**OBJECTIVE**
Copy every line of the data exactly, leaving nothing out.

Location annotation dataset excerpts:
+-------+

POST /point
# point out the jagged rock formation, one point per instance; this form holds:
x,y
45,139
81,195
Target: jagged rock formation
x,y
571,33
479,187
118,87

+-------+

**REPLY TO THE EXERCISE**
POST /point
# point out the jagged rock formation, one point per instance; this form holds:
x,y
45,139
81,195
Target: jagged rock formation
x,y
571,33
479,187
118,87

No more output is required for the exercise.